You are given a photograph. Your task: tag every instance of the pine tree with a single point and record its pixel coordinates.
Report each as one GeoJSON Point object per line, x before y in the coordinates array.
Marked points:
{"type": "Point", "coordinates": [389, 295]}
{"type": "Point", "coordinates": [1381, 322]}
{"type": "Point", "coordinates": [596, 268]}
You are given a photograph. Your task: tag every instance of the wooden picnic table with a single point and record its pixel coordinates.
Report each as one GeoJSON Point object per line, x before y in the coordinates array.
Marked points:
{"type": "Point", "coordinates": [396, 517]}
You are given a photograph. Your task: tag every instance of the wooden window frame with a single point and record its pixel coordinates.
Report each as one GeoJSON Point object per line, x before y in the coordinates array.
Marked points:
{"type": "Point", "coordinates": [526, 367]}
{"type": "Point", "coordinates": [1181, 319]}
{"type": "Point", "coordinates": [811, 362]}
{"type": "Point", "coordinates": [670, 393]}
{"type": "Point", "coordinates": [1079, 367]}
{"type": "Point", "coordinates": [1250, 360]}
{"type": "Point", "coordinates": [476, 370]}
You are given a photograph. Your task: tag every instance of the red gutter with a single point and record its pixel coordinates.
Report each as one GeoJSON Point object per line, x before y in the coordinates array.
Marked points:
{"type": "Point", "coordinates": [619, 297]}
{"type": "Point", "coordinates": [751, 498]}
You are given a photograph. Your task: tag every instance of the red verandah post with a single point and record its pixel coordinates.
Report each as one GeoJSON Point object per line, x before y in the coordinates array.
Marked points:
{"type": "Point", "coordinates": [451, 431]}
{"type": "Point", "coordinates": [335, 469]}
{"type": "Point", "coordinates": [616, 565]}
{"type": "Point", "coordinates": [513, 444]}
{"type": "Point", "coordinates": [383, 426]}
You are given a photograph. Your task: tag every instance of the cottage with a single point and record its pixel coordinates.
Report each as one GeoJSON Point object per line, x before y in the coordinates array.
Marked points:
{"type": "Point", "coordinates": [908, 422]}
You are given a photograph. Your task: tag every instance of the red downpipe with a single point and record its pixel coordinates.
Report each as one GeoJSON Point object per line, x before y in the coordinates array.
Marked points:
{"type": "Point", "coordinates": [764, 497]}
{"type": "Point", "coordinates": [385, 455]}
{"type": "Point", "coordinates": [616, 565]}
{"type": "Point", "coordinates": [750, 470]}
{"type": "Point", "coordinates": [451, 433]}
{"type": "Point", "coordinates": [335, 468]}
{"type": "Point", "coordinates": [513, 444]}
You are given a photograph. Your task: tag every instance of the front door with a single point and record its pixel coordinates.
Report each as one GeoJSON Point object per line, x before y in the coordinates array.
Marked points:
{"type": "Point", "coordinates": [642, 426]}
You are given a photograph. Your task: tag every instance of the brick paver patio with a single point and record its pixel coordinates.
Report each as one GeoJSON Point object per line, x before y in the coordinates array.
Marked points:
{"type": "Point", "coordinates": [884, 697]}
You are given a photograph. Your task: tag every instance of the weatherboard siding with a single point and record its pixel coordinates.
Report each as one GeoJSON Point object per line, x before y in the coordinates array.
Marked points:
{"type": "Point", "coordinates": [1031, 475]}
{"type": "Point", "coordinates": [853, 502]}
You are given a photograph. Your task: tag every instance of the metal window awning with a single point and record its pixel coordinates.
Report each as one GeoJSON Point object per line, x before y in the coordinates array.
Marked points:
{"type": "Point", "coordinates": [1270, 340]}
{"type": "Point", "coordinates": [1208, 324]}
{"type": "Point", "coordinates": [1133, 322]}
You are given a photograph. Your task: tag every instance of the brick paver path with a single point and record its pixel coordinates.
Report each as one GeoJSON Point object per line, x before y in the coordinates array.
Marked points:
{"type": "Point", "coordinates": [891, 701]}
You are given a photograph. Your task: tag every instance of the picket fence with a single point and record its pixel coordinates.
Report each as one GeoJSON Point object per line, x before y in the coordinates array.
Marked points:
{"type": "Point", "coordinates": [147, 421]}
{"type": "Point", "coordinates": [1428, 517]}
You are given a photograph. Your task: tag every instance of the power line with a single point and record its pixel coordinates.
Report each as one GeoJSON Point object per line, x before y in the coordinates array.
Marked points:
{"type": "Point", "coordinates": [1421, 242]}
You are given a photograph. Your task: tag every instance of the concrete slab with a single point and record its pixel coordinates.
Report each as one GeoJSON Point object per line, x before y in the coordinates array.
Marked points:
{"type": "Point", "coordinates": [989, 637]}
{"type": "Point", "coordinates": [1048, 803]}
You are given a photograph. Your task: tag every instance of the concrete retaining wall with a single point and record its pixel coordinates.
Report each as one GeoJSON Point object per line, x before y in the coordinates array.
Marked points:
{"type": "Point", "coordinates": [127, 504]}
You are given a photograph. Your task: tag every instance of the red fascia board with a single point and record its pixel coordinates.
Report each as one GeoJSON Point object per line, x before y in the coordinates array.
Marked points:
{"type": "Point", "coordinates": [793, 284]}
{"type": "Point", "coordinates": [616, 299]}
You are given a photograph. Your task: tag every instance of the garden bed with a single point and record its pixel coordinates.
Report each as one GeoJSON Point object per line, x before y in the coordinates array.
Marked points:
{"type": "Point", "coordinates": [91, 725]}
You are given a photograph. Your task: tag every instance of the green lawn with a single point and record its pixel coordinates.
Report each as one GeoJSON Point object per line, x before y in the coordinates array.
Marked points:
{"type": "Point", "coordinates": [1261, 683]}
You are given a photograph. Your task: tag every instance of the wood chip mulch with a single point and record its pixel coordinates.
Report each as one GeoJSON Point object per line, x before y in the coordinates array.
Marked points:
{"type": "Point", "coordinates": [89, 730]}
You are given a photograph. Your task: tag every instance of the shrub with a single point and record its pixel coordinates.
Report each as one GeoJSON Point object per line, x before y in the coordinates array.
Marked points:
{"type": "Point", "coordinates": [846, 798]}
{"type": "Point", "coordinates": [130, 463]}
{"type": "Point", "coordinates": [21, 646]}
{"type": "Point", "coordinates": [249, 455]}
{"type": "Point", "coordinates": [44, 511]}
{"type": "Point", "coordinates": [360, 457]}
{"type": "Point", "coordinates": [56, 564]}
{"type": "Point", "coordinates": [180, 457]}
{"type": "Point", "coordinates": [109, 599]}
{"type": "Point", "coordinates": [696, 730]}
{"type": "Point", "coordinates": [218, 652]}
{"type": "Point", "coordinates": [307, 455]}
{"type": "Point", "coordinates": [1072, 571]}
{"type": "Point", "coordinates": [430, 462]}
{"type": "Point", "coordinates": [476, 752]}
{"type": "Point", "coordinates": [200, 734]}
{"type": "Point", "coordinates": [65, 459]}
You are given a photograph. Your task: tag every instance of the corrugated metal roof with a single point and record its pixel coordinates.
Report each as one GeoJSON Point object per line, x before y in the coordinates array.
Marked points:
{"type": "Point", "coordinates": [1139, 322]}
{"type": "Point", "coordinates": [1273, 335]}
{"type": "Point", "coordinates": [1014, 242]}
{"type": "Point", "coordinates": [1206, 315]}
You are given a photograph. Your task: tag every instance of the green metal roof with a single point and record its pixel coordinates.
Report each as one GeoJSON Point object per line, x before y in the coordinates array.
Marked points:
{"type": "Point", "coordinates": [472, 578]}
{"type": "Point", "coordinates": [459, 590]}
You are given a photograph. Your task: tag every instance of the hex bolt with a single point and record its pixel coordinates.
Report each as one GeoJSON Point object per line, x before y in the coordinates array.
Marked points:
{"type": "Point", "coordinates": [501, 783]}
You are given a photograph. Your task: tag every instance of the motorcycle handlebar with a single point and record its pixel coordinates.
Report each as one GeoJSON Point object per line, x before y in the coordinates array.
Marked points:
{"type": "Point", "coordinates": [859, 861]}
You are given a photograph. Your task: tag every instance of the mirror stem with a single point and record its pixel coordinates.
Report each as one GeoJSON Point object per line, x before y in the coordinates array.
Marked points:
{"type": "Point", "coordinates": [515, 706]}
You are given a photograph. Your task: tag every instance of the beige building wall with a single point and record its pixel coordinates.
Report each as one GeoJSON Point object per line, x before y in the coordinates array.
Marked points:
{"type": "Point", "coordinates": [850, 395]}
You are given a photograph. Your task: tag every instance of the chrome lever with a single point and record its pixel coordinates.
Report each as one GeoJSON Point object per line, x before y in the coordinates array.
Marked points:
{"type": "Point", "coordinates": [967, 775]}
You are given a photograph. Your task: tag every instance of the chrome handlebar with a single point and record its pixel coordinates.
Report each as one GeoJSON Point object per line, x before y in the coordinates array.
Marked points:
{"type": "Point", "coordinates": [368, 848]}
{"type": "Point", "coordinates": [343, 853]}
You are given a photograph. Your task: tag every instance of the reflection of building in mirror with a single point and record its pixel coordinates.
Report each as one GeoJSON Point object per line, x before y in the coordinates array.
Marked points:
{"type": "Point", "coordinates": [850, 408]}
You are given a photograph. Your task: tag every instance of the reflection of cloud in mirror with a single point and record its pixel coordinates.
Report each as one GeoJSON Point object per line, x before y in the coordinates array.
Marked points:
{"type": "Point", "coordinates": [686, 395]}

-*-*-

● **Short task**
Starting from the line containing "of the beige", repeat each line through the end of the entries, exactly.

● **Answer to this exercise**
You are given a photograph. Your task: tag every instance of the beige building wall with a single point and record its pixel coordinates.
Report each as one GeoJSON Point object per line, x before y in the coordinates array.
Marked points:
{"type": "Point", "coordinates": [850, 395]}
You are given a photograph. Your task: tag every instance of the chrome lever with a single point and record its pixel coordinates.
Report each as one GeoJSON Point object per line, x before y in the coordinates array.
Marked points:
{"type": "Point", "coordinates": [967, 775]}
You are given a photograph. Your task: tag every instance of the chrome handlebar with a single point and record its pixel coordinates.
Report each as one GeoJSON Point object per line, x before y in the coordinates array.
Marked points:
{"type": "Point", "coordinates": [368, 848]}
{"type": "Point", "coordinates": [343, 853]}
You are given a photograph. Your task: tag every instance of the reflection of building in mirror with a single point and record its pixel coordinates.
Report each as one GeoJSON Point object per line, x before y in the coordinates array.
Marked points:
{"type": "Point", "coordinates": [850, 408]}
You are given a photograph. Your task: tag every instance of the reflection of cloud in mirror with a single point and record its pixel coordinates.
Report each as one GeoJSON Point object per line, x before y in the coordinates array.
Marked points:
{"type": "Point", "coordinates": [686, 395]}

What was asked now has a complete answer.